◆ **YOUR TASK**: Write out the whole listing exactly as it stands.
## begin
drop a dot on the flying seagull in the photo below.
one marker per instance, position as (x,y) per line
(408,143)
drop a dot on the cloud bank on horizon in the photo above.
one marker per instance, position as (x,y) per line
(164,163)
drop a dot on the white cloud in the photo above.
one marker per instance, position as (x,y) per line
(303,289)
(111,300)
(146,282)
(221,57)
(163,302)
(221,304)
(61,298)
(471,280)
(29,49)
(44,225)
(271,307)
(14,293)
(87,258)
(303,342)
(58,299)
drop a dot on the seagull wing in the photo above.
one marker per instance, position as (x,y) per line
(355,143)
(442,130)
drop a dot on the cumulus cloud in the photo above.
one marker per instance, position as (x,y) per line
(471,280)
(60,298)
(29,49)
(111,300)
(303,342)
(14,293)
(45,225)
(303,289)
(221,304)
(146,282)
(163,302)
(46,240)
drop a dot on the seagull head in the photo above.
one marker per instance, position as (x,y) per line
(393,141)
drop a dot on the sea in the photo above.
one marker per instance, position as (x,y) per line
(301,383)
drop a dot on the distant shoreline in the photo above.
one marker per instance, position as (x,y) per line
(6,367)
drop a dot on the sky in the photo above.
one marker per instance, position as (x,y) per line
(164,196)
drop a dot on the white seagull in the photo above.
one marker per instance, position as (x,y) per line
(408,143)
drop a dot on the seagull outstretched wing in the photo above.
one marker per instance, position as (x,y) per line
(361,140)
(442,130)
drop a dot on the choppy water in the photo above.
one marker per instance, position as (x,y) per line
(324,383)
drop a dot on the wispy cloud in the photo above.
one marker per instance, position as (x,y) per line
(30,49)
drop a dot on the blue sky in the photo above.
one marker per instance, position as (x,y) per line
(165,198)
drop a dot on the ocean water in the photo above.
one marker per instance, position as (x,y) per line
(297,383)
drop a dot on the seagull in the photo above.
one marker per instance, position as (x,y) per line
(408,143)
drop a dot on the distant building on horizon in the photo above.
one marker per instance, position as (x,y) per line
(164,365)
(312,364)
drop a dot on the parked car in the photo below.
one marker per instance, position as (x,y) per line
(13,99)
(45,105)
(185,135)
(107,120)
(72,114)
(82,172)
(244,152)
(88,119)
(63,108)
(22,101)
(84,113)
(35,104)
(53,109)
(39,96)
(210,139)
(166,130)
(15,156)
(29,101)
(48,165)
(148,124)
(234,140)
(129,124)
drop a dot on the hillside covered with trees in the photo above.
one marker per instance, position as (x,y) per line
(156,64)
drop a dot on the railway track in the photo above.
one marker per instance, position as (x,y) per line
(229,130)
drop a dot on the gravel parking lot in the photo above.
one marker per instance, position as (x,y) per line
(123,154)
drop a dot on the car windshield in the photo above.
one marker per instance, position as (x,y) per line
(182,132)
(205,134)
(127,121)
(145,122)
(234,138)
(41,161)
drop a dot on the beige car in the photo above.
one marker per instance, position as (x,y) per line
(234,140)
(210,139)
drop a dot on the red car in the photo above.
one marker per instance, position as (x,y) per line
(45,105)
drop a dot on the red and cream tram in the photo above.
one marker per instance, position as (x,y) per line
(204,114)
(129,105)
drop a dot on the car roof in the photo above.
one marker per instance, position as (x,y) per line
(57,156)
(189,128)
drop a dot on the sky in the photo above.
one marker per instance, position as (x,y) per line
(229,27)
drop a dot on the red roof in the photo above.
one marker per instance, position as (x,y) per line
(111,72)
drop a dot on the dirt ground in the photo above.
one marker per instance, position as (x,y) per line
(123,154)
## end
◆ **SOLUTION FOR THIS PROBLEM**:
drop a dot on the flying seagull in the photo below.
one marker per instance, position as (x,y) per line
(408,143)
drop a dot on the cloud bank on horizon in the photo above.
one marker per instance, position as (x,y) per line
(164,163)
drop a dot on the white cloud in the photo above.
one marker per instance, position as (x,y) per line
(303,289)
(111,300)
(146,282)
(221,57)
(163,302)
(221,304)
(61,298)
(471,280)
(29,49)
(44,225)
(271,307)
(14,293)
(87,258)
(303,342)
(58,299)
drop a dot on the seagull wing in the photo above.
one marker per instance, position as (x,y) per line
(355,143)
(442,130)
drop a dot on the cumulus cloud in the photo above.
one marker per instance, position as (x,y) per line
(471,280)
(60,298)
(29,49)
(111,300)
(303,342)
(14,293)
(45,225)
(303,289)
(221,304)
(146,282)
(163,302)
(46,240)
drop a dot on the seagull head in the photo above.
one marker per instance, position as (x,y) per line
(393,141)
drop a dot on the sea in the photo above.
one marker per instance, position as (x,y) per line
(301,383)
drop a dot on the distant shoreline in the photo above.
one marker per instance, position as (x,y) per line
(6,367)
drop a dot on the sky in the photo above.
one marker per instance, position as (x,y) per line
(164,196)
drop a dot on the white seagull in the photo above.
one marker per instance, position as (x,y) per line
(408,143)
drop a dot on the seagull outstretched wing in the photo above.
one marker per instance, position as (x,y) per line
(361,140)
(442,130)
drop a dot on the choppy water in the photo above.
one marker per instance, position as (x,y) per line
(324,383)
drop a dot on the wispy cloud in the photo above.
one marker per instance, position as (x,y) per line
(30,49)
drop a dot on the blue sky in the photo above.
one marker per instance, position as (x,y) per line
(165,198)
drop a dot on the ocean water in the photo above.
one marker per instance, position as (x,y) per line
(297,383)
drop a dot on the seagull in the photo above.
one marker per instance, position as (x,y) per line
(408,143)
drop a dot on the distant building on horizon in the photo above.
one marker per instance, position as (x,y) per line
(164,365)
(312,364)
drop a dot on the parked car in the photo below.
one marker per instance, position as (x,y) per line
(13,99)
(45,105)
(185,135)
(107,120)
(72,114)
(82,172)
(244,152)
(88,119)
(63,108)
(22,101)
(84,113)
(35,104)
(53,109)
(39,96)
(210,139)
(166,130)
(15,156)
(29,101)
(48,165)
(148,124)
(234,140)
(129,124)
drop a dot on the hillside covered with trees in the photo above.
one marker per instance, position as (x,y) per line
(156,64)
drop a dot on the railway track in the photo above.
one marker per instance, position as (x,y) per line
(229,130)
drop a dot on the gravel parking lot in the photo above.
one marker per instance, position as (x,y) per line
(123,154)
drop a dot on the car windshield in the photo above.
one marker per instance, position as (x,y) per line
(182,132)
(205,134)
(127,121)
(145,122)
(234,138)
(41,161)
drop a dot on the beige car in the photo above.
one marker per instance, position as (x,y) per line
(234,140)
(210,139)
drop a dot on the red car in the photo above.
one marker per instance, position as (x,y) per line
(45,105)
drop a dot on the red and cream tram in the photo above.
one marker per instance, position as (x,y) per line
(204,114)
(129,105)
drop a dot on the car roof in the photo above.
one marker per instance, position as (x,y) per line
(57,156)
(189,128)
drop a dot on the sky in the photo above.
one marker per instance, position as (x,y) per line
(229,27)
drop a dot on the red roof in the photo above.
one marker per instance, position as (x,y) per line
(111,72)
drop a dot on the dirt ground in the photo above.
one marker per instance, position as (x,y) per line
(123,154)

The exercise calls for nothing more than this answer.